Work instruction | Which of the lines in the data below contain the string "subject"? Copy each of them.

------------------------------

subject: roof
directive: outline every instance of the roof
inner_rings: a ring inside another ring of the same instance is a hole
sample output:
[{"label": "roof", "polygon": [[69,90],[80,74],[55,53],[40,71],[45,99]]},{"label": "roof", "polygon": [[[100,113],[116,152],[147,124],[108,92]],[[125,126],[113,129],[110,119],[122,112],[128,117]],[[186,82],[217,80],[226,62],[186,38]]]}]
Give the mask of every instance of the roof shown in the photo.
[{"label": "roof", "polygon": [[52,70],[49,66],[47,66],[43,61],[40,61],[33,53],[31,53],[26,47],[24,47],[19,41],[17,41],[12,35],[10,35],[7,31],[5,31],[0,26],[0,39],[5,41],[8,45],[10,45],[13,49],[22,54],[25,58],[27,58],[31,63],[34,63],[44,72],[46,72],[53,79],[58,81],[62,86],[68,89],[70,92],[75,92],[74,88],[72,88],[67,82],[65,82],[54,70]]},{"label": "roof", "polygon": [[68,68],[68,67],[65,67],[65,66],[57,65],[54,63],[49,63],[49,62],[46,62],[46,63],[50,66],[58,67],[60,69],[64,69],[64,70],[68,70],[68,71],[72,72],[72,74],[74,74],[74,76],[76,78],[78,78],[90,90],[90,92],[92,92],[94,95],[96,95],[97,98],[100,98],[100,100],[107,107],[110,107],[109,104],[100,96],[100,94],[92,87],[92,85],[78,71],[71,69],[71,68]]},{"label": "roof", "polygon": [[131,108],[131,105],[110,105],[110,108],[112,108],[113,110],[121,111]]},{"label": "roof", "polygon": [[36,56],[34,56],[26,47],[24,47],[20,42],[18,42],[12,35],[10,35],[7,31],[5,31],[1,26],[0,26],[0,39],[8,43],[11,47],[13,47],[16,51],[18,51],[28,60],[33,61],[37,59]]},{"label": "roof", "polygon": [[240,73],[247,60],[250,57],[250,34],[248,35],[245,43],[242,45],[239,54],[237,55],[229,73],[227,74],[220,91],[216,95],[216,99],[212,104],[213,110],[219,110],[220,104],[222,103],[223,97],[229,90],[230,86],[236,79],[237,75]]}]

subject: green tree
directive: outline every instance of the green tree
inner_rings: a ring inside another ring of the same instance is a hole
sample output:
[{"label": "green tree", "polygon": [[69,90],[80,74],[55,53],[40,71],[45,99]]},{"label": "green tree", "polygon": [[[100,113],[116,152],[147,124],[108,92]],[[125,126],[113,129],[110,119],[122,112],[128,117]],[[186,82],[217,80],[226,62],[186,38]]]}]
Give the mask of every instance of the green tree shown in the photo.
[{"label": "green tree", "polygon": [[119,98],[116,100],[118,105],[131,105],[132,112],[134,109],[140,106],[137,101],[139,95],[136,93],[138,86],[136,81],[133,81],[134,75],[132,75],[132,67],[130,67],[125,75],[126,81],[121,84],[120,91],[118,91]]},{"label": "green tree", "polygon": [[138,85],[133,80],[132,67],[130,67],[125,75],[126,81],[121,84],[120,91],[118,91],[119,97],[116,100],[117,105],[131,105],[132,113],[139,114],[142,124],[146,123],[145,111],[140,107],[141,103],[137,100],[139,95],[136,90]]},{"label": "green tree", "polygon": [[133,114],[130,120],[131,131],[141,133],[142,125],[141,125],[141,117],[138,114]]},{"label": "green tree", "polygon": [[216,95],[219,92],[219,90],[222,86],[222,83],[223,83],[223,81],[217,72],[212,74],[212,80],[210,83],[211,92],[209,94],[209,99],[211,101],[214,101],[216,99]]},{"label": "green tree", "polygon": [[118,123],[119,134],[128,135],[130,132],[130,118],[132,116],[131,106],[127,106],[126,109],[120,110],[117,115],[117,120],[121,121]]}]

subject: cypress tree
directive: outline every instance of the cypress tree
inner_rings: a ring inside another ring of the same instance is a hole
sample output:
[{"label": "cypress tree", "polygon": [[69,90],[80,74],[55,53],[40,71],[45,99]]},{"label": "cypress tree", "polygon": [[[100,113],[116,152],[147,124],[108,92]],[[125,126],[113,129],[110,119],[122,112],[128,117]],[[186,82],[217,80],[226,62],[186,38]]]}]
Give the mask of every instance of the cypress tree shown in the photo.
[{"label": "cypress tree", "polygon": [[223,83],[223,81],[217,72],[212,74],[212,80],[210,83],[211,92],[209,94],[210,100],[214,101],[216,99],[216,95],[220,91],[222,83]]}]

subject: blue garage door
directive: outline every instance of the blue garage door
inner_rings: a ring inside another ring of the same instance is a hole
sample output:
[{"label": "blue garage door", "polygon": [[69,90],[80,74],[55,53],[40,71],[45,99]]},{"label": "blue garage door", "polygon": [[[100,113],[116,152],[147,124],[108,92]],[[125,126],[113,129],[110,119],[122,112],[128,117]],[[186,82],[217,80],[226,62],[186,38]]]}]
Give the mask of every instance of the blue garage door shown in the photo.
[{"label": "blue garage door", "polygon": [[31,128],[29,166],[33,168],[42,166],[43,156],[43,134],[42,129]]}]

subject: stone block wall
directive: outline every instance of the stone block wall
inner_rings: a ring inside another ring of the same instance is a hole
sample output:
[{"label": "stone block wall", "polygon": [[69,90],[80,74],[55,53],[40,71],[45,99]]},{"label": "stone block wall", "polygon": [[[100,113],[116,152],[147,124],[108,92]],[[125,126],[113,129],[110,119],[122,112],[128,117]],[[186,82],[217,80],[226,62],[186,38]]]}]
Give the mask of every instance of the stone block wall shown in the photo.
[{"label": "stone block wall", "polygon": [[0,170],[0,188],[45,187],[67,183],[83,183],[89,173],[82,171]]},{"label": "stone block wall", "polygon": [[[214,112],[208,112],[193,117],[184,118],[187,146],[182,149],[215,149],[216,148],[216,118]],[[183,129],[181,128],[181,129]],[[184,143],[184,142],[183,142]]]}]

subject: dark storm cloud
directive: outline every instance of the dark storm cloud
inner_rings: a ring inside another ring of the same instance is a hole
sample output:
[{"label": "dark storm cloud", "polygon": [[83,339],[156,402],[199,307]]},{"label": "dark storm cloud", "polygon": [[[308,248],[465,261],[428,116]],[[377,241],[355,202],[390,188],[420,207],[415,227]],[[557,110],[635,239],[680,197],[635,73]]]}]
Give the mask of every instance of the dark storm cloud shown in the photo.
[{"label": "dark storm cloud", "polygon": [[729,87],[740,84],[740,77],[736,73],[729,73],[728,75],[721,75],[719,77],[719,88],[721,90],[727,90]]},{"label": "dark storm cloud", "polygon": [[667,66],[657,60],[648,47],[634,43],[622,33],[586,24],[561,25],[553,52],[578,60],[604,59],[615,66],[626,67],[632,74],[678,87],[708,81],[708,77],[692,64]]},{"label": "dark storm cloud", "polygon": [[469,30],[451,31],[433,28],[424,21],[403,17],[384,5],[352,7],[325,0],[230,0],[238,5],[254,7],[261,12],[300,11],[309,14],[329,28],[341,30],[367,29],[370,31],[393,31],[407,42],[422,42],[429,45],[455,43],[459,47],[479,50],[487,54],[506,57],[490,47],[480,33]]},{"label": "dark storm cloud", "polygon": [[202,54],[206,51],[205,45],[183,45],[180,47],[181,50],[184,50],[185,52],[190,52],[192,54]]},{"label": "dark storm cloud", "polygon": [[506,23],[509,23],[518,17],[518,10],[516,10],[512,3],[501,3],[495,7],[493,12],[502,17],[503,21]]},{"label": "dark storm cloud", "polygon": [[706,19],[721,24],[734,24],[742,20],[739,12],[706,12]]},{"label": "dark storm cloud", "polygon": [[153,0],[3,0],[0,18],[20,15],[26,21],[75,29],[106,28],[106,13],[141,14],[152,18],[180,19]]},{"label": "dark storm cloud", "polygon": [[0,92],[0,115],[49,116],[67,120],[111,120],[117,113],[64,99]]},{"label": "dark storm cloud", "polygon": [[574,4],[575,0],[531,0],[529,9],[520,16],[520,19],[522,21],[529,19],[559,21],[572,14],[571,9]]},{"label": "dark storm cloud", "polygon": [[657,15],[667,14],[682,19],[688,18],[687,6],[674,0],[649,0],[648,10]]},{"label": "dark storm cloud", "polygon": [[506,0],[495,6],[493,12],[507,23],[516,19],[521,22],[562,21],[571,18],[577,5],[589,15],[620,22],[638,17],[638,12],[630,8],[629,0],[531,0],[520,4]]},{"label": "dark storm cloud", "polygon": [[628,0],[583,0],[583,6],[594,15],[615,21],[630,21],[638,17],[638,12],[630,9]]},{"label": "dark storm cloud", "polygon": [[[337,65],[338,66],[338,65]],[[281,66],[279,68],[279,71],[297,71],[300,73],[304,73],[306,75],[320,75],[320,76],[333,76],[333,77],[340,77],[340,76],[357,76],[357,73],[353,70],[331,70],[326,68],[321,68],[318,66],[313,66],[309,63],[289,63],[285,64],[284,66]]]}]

------------------------------

Solution for this exercise |
subject: roof
subject: green tree
subject: cypress tree
subject: blue garage door
subject: stone block wall
subject: dark storm cloud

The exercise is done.